The request – Please convert every line of the listing below into a JSON list of strings, one string per line, skipping blank lines and leaving the pictures out.

Given information –
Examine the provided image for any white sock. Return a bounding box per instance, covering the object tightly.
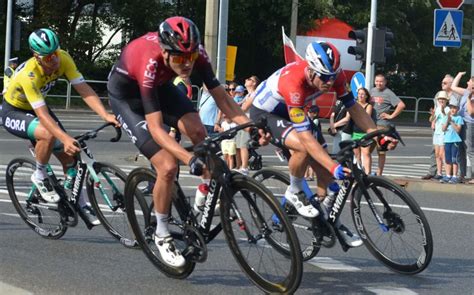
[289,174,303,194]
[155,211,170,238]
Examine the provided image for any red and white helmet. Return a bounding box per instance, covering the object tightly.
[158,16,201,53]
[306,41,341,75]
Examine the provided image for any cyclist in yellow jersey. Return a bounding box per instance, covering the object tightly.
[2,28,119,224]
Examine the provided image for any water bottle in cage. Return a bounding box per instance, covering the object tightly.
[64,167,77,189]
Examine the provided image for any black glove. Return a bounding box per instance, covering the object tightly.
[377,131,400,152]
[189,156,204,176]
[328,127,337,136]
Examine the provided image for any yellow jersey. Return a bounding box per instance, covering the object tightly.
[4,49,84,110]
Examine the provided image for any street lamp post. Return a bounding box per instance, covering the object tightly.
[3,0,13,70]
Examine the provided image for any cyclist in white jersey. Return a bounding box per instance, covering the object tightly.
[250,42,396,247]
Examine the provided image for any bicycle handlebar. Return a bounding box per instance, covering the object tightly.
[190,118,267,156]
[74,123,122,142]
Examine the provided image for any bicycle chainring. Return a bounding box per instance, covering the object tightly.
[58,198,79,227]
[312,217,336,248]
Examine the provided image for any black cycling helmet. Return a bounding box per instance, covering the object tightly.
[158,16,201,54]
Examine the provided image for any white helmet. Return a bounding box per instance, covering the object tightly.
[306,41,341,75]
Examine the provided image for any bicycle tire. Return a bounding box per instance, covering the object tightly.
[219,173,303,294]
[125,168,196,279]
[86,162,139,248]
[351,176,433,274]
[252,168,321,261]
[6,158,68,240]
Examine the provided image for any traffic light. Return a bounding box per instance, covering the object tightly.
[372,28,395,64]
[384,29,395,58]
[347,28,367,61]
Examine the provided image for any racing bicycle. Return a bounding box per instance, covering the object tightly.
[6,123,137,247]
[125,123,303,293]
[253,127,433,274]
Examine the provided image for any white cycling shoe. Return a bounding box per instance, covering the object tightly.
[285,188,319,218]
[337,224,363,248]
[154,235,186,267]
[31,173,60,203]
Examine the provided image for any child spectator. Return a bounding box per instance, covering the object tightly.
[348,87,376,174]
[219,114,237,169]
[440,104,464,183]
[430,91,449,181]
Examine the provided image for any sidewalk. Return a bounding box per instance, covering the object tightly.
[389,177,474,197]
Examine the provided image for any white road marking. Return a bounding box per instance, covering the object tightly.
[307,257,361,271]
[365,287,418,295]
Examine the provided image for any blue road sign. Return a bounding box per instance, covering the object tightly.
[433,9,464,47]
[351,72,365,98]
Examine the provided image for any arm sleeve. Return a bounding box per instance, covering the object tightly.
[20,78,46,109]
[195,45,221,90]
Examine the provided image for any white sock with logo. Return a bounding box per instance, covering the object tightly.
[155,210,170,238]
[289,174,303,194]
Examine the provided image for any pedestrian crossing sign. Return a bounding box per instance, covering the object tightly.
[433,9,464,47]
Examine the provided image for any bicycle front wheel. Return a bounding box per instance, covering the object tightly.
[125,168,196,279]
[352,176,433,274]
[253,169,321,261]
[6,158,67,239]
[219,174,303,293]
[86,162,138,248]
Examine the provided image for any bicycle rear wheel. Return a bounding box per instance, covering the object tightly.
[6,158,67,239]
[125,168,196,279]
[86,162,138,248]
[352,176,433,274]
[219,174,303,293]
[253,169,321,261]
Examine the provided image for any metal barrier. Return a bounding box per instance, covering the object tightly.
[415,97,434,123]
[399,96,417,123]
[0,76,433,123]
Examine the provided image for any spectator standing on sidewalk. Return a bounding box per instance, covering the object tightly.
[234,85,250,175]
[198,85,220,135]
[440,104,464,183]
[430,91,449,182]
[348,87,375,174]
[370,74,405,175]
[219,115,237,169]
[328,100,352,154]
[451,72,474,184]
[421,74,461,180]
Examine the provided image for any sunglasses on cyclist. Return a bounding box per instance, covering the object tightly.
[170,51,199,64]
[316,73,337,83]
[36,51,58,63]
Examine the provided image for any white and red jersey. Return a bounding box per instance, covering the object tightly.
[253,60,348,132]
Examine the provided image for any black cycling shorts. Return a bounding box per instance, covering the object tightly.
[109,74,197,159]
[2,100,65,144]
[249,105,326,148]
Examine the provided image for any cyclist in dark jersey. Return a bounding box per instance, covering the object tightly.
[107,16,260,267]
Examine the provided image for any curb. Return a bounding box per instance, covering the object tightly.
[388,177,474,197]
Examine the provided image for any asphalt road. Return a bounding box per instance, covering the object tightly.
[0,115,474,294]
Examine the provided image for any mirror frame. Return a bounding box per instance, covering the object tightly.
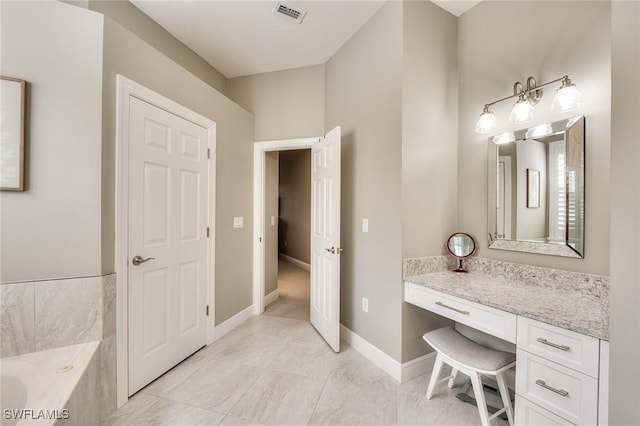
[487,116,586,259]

Written reply –
[
  "Examine the provided image for any white sock. Return a bounding box per instance, covering the object tightly.",
  "[289,174,303,194]",
  "[155,211,170,238]",
  "Examine the provided image for any red and white helmet. Return a bounding box per instance, covering the object tightly.",
  "[158,16,201,53]",
  "[306,41,341,75]",
  "Examine the provided image for any cyclist in yellow jersey. Return a bounding box per instance, covering the object tightly.",
  "[2,28,119,224]",
  "Examine the provided image for any water bottle in cage. Return a bounding box per instance, covering the object tightly.",
  "[64,167,77,189]",
  "Examine the provided image for any black glove. Return a bounding box per instance, covering the object tightly.",
  "[377,131,400,152]",
  "[189,156,204,176]",
  "[328,127,337,136]",
  "Examine the provided image for any yellow jersey. Return a bounding box per instance, covering the object tightly.",
  "[4,49,84,110]",
  "Examine the provided image for any street lamp post. Return a bounding box per instance, covering the object tightly.",
  "[3,0,13,70]",
  "Examine the provided image for any cyclist in white jersey. Return a bounding box per instance, covering the object tightly.",
  "[250,42,396,247]",
  "Examine the provided image for any bicycle handlebar. Return a bounding box per instance, covering the object tightly.",
  "[190,118,267,156]",
  "[74,123,122,142]",
  "Examine the provided image for any bicycle chainring. Return a bounding box per instance, covering the object tightly.",
  "[58,198,79,227]",
  "[312,217,336,248]",
  "Examine the provided image for any black cycling helmet. Return a bounding box per instance, covering the object tightly.",
  "[158,16,201,54]",
  "Examine the provided image for any white helmet. Return a bounding box per instance, covering the object tightly.",
  "[306,41,341,75]",
  "Examine the provided image for any bicycle tire. Return a bounding box per instance, covering the object tightly.",
  "[219,173,303,294]",
  "[125,168,196,279]",
  "[86,162,139,248]",
  "[351,176,433,274]",
  "[252,168,321,261]",
  "[6,158,68,240]",
  "Examine the provided image for any traffic light. Return a bounding box per instance, covering the object tightly.",
  "[372,28,395,64]",
  "[384,29,395,58]",
  "[347,28,367,61]",
  "Examine the provided image for any racing bicycle. Return a bounding box per instance, covering the object tightly.",
  "[6,123,137,247]",
  "[125,123,303,293]",
  "[253,127,433,274]",
  "Examine the provided image for any white cycling shoe. Return a bounding box per instance, covering the object tightly.",
  "[285,188,319,218]",
  "[337,224,363,248]",
  "[154,235,186,267]",
  "[31,173,60,203]",
  "Examine the provided image for any child spectator. Return a bounding box per instance, covering the object tightly.",
  "[348,87,376,174]",
  "[219,114,237,169]",
  "[440,104,464,183]",
  "[430,91,449,181]",
  "Examine the provided image for any sidewalk. Return a bounding box per instance, covering the object tightly.",
  "[389,177,474,197]",
  "Examine the provided image for any white road marking. Return a bounding box per instance, covering the object tightly.",
  "[307,257,361,271]",
  "[365,287,418,295]",
  "Examine the provided image for any blue road sign. Return a bounding box per instance, covering the object tightly.",
  "[433,9,464,47]",
  "[351,72,365,98]",
  "Examine the provided image for any arm sleeve. Return a bounding box per instance, covering the object tightly.",
  "[20,78,46,109]",
  "[195,45,221,90]",
  "Examine the provided image for any white sock with logo. Return a bounding box per instance, covering the object tightly.",
  "[155,210,170,238]",
  "[289,174,303,194]",
  "Examine the provided image for any pedestrian crossing sign. Return a bounding box per instance, covering the object tightly.",
  "[433,9,464,47]",
  "Examine the provided image for any bicycle front wheel. Return a bounding box per instance, covering the object tightly.",
  "[125,168,196,279]",
  "[352,176,433,274]",
  "[253,169,321,261]",
  "[6,158,67,239]",
  "[219,174,303,293]",
  "[86,162,138,248]",
  "Examine the provided image for any bicycle rear wheel. Return a bounding box per instance, covering the object tightly.",
  "[6,158,67,239]",
  "[125,168,196,279]",
  "[86,162,138,248]",
  "[352,176,433,274]",
  "[219,174,303,293]",
  "[253,169,321,261]",
  "Examine the provided image for any metal barrier. Return a bounding box per instance, covering the object tightly.",
  "[415,97,434,123]",
  "[399,96,417,123]",
  "[0,76,433,123]",
  "Examine the provided image for any spectator standing on sidewalk. Return a bounding box per instance, covering the object tightly.",
  "[234,85,250,175]",
  "[198,85,220,135]",
  "[440,104,464,183]",
  "[430,91,449,182]",
  "[348,87,375,174]",
  "[370,74,405,175]",
  "[219,115,237,169]",
  "[328,100,352,154]",
  "[451,72,474,184]",
  "[421,74,461,180]",
  "Examine the provided image for any sunglasses on cyclist. Return a bounding box per instance, covering the object tightly.",
  "[170,51,199,64]",
  "[316,73,337,83]",
  "[36,51,58,63]",
  "Examine the provided image for any white and red jersey. Return a bounding box per instance, covering the object tightly.",
  "[253,60,348,132]",
  "Examine the provided image for any black cycling shorts. Return a bounding box per instance, covering the object tightly.",
  "[109,74,197,159]",
  "[2,100,65,144]",
  "[249,105,326,148]",
  "Examine the provided image for any cyclist in dark jersey. Return a bounding box per instance, covering the object tightly.",
  "[107,16,260,267]",
  "Examine the provided image for any curb. Return a bounding box per instance, covering the object tightly.",
  "[388,177,474,197]",
  "Examine the provided image for any asphalt road. Return a bounding box per instance, covering the object tightly.",
  "[0,115,474,294]",
  "Examine the provided image for any mirror frame. Return a bounding box per instance, covering the object tightly.",
  "[487,116,586,259]"
]